━━ SUPPLIED PASSAGE

Java Fundamentals

Constructors and Inheritance

Object construction, the 'this' keyword, and inheritance mechanisms

© Way-Up 2025 Licensed under CC BY-NC-SA 4.0

Summary of the last lectures

We know how to :
  • Design and create classes
  • Define properties and methods for those classes
  • Control the flow of our program and repeat statements
We saw basic (default) constructors , and how to call it through a java code to create new instances
How to construct complex objects? How to take advantages of the inheritance mechanism? What is the Abstraction concept

Constructors : recall

  • Definition
    A constructor is a dedicated mechanism that is necessary to construct the object. The mechanism of using a constructor to build a new instance is called instantiation
  • Parameters
    The constructor can take parameters, like a method, to initialize the current instance with a particular value

Constructors : schema

package fr.tbr.exercises;

/**
 * Example of a car, constructor with
 * a "color" parameter
 * @author Tom
 */
public class Car {
	private String color;

	public Car(String color) {
		this.color = color;
	}

}

Class vs Instance

  • Notice in the previous example the this keyword.
  • this allows to access to the current instance values
  • An instance is a representation with some particular values of the class, Examples:
    • A blue car is a representation of the class Car
    • You are representations of the Human class.
      The class Human, is describing the shape of each Human. You are a specific representation (with your own characteristics) of this class

Class vs Instance (2)

  • The this keyword can be used in any non-static methods
  • Example: interest calculation in the bank account system 
    /**
 * return the calculated interest on one year
 * warning, this method updates the balance with the result of that computation
 * @return the interest
 */
public double calculateInterest(){
	double	result = this.interestRate * this.balance;
    this.balance += result; //equivalent to this.balance = this.balance + result
    return result;
}
To precise whether you are using a local variable or a class field, the this keyword is strongly recommended

Taking advantage of inheritance

  • The inheritance mechanism should always represent a IS-A relationship
  • When it applies, this relationship allows to factor a lot of code
  • Example: Inheritance from quadrilateral to rectangle

public class Quadrilateral {

	private double sideA;
	private double sideB;
	private double sideC;
	private double sideD;
    /*...*/
	public double calculatePerimeter(){
		return this.sideA + this.sideB
        + this.sideC + this.sideD;
	}

}
public class Rectangle extends Quadrilateral{
 public Rectangle(double height, double width)
 {
   super (height, height, width, width);
 }

}

Taking advantage of inheritance (2)

  • Notice the super keyword: it allows the access of the inherited Class (here the Quadrilateral Class)

━━━━

PROBLEM: Pick up the lecture on Java constructors and inheritance after its final line and keep writing it. The records come from a separate source.

━━ ENTRIES PROVIDED

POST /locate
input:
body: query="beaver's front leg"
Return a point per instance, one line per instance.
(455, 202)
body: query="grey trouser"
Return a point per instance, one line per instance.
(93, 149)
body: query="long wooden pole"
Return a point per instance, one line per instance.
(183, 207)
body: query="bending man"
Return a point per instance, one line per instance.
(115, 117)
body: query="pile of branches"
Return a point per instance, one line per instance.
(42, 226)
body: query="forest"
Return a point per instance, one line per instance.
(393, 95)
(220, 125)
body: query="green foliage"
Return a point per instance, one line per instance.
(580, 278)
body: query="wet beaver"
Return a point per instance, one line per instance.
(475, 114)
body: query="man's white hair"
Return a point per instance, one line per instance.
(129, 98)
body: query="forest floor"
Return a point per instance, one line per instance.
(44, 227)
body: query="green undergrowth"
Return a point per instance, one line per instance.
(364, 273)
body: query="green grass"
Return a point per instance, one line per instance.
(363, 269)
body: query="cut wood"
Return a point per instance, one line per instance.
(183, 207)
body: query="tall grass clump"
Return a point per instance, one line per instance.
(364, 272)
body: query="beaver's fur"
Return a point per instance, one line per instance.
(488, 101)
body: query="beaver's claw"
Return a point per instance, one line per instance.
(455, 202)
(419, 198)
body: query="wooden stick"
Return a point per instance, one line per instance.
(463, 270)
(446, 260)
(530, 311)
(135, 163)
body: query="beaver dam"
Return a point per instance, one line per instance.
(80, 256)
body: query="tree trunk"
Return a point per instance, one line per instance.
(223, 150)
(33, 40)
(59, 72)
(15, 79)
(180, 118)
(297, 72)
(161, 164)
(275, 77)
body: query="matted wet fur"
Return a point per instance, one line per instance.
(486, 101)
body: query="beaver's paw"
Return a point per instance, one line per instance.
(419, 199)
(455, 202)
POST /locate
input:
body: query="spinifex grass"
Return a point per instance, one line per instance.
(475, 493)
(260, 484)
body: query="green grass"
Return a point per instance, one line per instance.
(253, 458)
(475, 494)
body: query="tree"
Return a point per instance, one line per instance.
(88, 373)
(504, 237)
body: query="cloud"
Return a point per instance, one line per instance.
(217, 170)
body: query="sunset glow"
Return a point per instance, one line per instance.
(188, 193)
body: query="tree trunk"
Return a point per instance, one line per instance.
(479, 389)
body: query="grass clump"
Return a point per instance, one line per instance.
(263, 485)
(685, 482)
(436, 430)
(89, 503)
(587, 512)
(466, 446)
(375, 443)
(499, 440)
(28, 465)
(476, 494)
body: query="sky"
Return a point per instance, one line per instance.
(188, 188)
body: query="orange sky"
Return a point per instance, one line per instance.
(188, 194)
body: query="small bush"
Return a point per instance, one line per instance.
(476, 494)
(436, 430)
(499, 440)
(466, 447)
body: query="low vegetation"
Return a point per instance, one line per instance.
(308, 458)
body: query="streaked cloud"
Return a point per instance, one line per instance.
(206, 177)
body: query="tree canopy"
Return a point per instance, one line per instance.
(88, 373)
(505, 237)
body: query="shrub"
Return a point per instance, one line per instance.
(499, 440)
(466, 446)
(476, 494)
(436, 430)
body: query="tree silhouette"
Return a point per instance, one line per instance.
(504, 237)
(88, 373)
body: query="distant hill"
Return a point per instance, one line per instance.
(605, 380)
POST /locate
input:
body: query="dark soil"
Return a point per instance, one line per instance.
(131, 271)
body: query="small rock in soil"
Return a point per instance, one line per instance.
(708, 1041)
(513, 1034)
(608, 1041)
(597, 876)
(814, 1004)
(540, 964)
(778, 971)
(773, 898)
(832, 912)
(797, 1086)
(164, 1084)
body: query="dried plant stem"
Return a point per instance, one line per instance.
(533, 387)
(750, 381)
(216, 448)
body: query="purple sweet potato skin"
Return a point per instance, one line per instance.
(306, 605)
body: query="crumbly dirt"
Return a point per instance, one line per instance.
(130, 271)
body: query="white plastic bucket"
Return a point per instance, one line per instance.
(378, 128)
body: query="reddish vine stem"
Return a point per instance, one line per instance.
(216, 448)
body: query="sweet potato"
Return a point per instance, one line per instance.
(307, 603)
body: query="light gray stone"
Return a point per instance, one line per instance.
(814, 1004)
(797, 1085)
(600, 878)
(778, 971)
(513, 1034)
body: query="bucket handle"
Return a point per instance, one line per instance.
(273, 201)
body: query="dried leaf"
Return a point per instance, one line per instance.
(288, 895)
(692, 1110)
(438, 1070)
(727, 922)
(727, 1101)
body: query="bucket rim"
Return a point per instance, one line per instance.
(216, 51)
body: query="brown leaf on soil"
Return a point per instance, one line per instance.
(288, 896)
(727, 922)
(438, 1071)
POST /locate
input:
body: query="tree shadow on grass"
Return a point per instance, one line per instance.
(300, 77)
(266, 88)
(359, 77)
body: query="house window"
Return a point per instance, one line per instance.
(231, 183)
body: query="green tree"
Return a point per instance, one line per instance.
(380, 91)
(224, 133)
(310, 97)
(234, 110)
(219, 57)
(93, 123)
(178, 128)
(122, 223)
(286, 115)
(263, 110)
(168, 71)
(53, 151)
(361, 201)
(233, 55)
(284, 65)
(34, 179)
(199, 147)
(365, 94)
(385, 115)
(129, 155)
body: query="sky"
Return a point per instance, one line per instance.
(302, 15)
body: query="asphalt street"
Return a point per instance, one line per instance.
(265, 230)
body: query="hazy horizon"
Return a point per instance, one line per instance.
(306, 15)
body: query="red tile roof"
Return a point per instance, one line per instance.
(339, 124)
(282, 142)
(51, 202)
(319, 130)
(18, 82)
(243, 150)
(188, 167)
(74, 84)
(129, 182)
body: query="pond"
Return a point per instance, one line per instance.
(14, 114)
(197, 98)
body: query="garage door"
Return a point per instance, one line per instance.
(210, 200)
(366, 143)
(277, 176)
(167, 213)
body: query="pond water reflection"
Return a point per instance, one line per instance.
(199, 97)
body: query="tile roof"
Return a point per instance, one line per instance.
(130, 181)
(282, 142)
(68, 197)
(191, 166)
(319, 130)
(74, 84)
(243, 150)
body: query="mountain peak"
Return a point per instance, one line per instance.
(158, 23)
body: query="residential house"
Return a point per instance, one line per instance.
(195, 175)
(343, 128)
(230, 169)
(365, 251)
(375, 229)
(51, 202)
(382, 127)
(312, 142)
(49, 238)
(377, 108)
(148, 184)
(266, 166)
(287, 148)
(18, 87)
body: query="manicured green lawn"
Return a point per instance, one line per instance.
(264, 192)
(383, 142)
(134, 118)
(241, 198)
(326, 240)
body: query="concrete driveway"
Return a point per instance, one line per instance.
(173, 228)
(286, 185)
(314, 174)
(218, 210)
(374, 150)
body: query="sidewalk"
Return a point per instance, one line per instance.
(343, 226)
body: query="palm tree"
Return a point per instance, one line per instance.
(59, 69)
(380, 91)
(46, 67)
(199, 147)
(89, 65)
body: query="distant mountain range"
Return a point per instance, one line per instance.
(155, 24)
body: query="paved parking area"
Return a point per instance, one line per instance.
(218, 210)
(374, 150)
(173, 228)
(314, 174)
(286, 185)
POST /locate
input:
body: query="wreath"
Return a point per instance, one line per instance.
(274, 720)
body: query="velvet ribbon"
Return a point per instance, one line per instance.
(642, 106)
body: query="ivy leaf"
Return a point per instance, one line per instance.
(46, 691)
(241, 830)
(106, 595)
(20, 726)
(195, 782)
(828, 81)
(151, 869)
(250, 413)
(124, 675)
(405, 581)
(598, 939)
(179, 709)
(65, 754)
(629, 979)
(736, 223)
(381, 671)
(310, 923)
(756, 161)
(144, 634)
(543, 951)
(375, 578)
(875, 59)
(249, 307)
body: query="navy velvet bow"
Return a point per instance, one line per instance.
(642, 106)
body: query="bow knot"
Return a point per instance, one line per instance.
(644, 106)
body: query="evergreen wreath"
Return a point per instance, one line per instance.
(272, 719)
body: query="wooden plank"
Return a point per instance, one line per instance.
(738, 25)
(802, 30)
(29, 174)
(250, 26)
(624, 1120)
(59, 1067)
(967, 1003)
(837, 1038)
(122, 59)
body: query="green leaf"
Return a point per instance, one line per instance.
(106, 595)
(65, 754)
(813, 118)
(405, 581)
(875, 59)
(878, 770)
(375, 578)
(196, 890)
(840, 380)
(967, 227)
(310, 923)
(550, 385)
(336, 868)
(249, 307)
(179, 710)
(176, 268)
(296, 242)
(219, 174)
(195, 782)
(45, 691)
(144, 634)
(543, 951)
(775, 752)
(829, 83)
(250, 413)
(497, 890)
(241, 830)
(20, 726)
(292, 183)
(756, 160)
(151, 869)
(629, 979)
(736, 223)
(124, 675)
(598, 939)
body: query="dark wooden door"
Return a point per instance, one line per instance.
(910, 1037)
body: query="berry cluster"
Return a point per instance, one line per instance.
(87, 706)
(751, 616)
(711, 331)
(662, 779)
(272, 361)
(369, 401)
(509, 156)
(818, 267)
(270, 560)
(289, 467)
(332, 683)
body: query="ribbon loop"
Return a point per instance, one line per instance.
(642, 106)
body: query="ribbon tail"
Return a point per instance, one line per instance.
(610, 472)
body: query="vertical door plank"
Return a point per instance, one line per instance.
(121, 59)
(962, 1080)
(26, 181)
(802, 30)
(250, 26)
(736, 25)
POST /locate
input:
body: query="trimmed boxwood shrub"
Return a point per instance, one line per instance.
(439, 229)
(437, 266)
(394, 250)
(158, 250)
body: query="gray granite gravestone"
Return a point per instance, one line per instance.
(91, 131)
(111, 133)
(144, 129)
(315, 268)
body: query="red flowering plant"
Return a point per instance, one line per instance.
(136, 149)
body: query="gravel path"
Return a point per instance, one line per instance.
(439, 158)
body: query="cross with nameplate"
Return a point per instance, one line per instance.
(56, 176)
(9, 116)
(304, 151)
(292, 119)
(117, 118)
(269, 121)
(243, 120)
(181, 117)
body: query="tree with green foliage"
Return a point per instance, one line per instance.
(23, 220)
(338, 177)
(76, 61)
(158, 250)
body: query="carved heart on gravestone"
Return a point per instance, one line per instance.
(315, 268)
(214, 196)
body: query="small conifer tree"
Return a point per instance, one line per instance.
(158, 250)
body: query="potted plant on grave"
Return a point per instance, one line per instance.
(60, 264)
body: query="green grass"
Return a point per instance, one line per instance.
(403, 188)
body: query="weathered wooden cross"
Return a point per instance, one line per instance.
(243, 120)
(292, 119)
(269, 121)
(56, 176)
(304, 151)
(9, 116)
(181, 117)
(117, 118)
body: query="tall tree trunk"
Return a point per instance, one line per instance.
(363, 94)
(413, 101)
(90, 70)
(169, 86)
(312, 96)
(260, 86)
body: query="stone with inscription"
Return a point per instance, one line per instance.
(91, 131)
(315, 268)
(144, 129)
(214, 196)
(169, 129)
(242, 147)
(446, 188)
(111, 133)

━━━━

EXERCISE RESULT:
  • As the Rectangle Class inherits from the Quadrilateral class, you don't have to write the calculatePerimeter() method again
Warning: The inheritance mechanism allows natural code factoring, but if the relationship between inheriting objects is not a real IS-A relationship, the code maintenance can be very painful

Exercise

In the geometry example found here, add the Ellipse object and try to generalize the Circle class methods

Inheritance problems

When you are using inheritance you have to face several problems
  • You can't change the characteristics of a super object methods
  • You have to define clearly what methods can be overridden or not
  • You have to foresee that the behaviour of the overridden methods can be unpredictable

Abstract Classes: Introduction

  • Problem: Sometimes you want to define a class that provides common behavior, but it doesn't make sense to instantiate it directly
  • Example: A generic "Shape" class - you never want just a "Shape", you want a Circle, Rectangle, etc.
  • Solution: Use abstract classes
Abstract classes can't be instantiated directly - they serve as templates for subclasses

Abstract Classes: Syntax

public abstract class Shape {
    protected String color;

    public Shape(String color) {
        this.color = color;
    }

    // Abstract method - no implementation
    public abstract double calculateArea();

    // Concrete method - has implementation
    public String getColor() {
        return this.color;
    }
}
  • Use abstract keyword for the class
  • Can contain abstract methods (no implementation)
  • Can contain concrete methods (with implementation)

Abstract Classes: Implementation

public class Circle extends Shape {
    private double radius;

    public Circle(String color, double radius) {
        super(color);  // Call parent constructor
        this.radius = radius;
    }

    @Override
    public double calculateArea() {
        return Math.PI * radius * radius;
    }
}
  • Subclasses must implement all abstract methods
  • Use @Override annotation to indicate you're implementing an abstract method

Interfaces: Introduction

  • Limitation of inheritance: Java doesn't support multiple inheritance
  • Problem: What if a class needs to have multiple "types" of behavior?
  • Solution: Use interfaces
An interface is a contract that specifies what methods a class must implement, without providing the implementation
Example: A Car can be both Drivable and Lockable

Interfaces: Syntax

public interface Drawable {
    // All methods in interfaces are implicitly public and abstract
    void draw();
    double getArea();

    // Since Java 8: default methods with implementation
    default void display() {
        System.out.println("Drawing shape with area: " + getArea());
    }
}
  • Use interface keyword instead of class
  • Methods are implicitly public abstract
  • Can have default methods (since Java 8) with implementation
  • Can have static methods

Interfaces: Implementation

public class Rectangle extends Shape implements Drawable, Comparable<Rectangle> {
    private double width;
    private double height;

    public Rectangle(String color, double width, double height) {
        super(color);
        this.width = width;
        this.height = height;
    }

    @Override
    public double calculateArea() {
        return width * height;
    }

    @Override
    public void draw() {
        System.out.println("Drawing a " + color + " rectangle");
    }

    @Override
    public double getArea() {
        return calculateArea();
    }

    @Override
    public int compareTo(Rectangle other) {
        return Double.compare(this.calculateArea(), other.calculateArea());
    }
}

Abstract Classes vs Interfaces

Feature Abstract Class Interface
Inheritance Can extend only one Can implement multiple
Fields Can have any fields Only public static final
Methods Abstract + concrete Abstract + default + static
Constructor Yes No
Use case IS-A relationship CAN-DO behavior

When to Use Which?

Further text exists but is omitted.